↓↓↓

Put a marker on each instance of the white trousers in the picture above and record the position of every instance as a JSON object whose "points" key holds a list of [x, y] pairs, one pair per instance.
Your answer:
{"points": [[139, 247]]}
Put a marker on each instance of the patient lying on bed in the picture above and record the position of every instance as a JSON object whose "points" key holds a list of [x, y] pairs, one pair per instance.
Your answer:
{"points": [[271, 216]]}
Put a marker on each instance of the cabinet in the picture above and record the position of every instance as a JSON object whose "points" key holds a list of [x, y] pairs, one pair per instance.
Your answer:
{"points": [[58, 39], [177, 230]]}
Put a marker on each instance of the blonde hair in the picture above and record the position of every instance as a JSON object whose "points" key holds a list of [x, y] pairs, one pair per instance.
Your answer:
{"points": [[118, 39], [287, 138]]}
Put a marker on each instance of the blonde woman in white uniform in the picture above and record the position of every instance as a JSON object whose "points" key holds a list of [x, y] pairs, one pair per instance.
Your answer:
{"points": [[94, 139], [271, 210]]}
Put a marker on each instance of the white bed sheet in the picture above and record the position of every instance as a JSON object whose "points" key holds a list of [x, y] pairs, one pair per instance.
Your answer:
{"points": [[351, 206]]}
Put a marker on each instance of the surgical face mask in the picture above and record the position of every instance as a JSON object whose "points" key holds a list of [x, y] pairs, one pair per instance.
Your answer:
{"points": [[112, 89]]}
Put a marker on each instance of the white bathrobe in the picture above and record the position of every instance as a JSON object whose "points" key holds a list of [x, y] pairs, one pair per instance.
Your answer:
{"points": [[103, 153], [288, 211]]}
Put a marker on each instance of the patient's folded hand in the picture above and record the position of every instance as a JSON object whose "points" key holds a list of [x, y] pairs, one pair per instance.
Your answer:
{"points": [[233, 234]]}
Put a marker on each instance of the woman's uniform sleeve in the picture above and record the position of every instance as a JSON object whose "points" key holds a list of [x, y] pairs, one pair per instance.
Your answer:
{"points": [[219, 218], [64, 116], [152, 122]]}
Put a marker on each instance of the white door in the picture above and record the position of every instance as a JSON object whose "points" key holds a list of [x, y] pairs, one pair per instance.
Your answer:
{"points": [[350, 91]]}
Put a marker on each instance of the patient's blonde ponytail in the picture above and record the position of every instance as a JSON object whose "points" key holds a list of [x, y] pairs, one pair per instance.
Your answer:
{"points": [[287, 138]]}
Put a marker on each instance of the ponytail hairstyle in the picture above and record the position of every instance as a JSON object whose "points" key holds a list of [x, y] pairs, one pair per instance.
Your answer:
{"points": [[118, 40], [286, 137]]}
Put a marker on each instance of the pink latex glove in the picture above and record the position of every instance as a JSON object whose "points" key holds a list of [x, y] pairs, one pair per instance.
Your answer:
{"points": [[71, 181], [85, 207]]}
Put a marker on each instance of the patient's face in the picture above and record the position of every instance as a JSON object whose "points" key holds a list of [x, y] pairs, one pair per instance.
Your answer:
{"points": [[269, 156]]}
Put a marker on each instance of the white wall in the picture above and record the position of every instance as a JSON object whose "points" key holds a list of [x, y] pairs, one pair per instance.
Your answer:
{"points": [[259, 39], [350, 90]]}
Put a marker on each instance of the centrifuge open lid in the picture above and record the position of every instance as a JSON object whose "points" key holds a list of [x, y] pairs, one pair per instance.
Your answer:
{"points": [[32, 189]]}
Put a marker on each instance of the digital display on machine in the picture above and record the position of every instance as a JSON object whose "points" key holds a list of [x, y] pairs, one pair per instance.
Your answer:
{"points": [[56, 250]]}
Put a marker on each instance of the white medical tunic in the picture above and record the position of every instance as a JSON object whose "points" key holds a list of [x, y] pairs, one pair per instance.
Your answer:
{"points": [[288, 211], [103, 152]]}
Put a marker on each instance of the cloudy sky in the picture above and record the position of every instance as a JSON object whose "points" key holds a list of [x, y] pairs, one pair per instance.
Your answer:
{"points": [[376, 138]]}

↑↑↑

__Given exercise__
Could you convert everything from the line containing "Put a marker on each instance of the cloudy" down to the end of the listing into a two-column CSV with the columns "prompt" and "output"? Use one row per listing entry, put each field in quotes, and turn any line breaks into spaces.

__Answer below__
prompt,output
"Put a marker on each instance of the cloudy sky in the picture above and record the position of every instance as a JSON object whose ""points"" key holds a list of [x, y] pairs, one pair per instance. Your answer:","{""points"": [[376, 138]]}"